DOCUMENT SEGMENT:
Author, Institution: Farusil Najeeb Mullaveettil, Kaunas University of Technology
Science area, field of science: Technological Sciences, Mechanical Engineering , T009
Scientific Supervisor: Dr. Rolanas Daukševičius (Kaunas University of Technology, Technological Sciences, Mechanical Engineering, T009)
Dissertation Defence Board of Mechanical Engineering Science Field:
Assoc. Prof. Dr. Regita Bendikienė (Kaunas University of Technology, Technological Sciences, Mechanical Engineering, T009) – chairperson
Dr. Gintautas Dundulis (Kaunas University of Technology, Technological Sciences, Mechanical Engineering, T009)
Prof. Dr. Hirpa Gelgele Lemu (University of Stavanger, Norway, Technological Sciences, Mechanical Engineering, T009)
Dr. Vidas Makarevičius (Lithuanian Energy Institute, Technological Sciences, Materials Engineering, T008)
The doctoral dissertation is available at the library of Kaunas University of Technology (K. Donelaičio g. 20, Kaunas).
The dissertation defence was held remotely.
Annotation:
Additive manufacturing (AM) of lightweight structures and piezoelectric devices using high-performance thermoplastics is relevant within the context of Industry 4.0 for development of higher value-added products conforming to more specialized functional requirements of bio-medical/chemical, aerospace, automotive and other industries. In this research work effective AM process parameters were identified for consistent open-chamber 3D printing of fluoropolymers including PVDF, biocompatible PVDF-HFP copolymer and static-dissipative PVDF-HFP/graphene composite. These findings are useful for successful fused filament fabrication of various difficult-to-print polymers with higher crystallinity and hydrophobicity. The influence of different standard and bioinspired cellular infills on strength, elastic modulus and mechanical anisotropy of lightweight PVDF prints was characterized under tensile, flexural and compressive loading regimes. These results are conducive to rational design of lightweight functional parts for use in demanding operational conditions, requiring excellent chemical, UV and fire resistance, dimensional stability or biocompatibility. A concept of electrical poling-assisted and poling-free 3D printing of piezopolymeric transducers was demonstrated by fabricating flexible piezoelectric sensors and weekly piezo-active bioinspired 3D structures with periodic minimal surfaces, which could serve as electrostimulating bioscaffolds with predefined lattice structure.

RECORDED DATA:

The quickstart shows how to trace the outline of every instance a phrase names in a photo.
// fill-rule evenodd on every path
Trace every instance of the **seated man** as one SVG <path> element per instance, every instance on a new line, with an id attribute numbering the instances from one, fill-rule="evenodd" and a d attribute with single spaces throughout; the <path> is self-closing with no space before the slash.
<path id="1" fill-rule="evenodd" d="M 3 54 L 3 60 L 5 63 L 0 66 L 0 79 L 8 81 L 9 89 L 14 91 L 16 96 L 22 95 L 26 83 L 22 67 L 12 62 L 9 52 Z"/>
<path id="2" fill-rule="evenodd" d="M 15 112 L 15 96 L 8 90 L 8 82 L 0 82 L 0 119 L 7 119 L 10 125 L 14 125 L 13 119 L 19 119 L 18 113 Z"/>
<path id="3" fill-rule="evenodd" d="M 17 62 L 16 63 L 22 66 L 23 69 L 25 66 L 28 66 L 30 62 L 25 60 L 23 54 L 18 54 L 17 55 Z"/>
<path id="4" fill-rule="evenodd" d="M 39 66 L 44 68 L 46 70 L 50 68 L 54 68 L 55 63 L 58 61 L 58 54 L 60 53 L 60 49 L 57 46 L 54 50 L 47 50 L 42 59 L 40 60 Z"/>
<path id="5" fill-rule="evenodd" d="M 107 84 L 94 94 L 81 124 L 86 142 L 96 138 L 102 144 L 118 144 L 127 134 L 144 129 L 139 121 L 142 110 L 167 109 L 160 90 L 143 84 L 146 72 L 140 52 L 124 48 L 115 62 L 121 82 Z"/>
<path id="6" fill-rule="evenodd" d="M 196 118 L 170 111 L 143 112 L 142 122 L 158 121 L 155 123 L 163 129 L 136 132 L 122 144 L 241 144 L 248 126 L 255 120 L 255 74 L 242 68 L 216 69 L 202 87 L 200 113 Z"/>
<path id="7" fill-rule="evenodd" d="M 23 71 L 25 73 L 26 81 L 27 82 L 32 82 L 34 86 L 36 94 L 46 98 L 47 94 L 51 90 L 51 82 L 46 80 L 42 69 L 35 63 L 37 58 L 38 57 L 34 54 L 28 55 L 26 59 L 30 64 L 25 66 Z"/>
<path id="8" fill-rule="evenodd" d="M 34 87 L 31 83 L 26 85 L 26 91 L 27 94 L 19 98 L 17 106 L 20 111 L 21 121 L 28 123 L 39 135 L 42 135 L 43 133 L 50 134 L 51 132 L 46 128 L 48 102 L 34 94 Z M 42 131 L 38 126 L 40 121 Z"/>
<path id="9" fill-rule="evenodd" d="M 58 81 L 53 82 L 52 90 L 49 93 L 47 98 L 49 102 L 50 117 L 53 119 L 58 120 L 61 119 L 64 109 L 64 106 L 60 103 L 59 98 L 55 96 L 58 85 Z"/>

EXERCISE REQUIREMENTS:
1. Translate this sentence from the dissertation record into French: "The dissertation defence was held remotely."
2. Rewrite the dissertation record starting with "The doctoral dissertation" and going on through "was held remotely.", with "library" replaced by "archive".
3. Answer these questions on the dissertation record:
(a) Who chaired the Dissertation Defence Board?
(b) With which institution is Dr. Vidas Makarevičius affiliated?
(c) Under which loading regimes were the lightweight PVDF prints characterized?

ANSWERS TO THIS EXERCISE:
1. La soutenance de thèse s'est déroulée à distance.

2.
The doctoral dissertation is available at the archive of Kaunas University of Technology (K. Donelaičio g. 20, Kaunas).
The dissertation defence was held remotely.

3.
(a) Assoc. Prof. Dr. Regita Bendikienė
(b) Lithuanian Energy Institute
(c) Tensile, flexural and compressive loading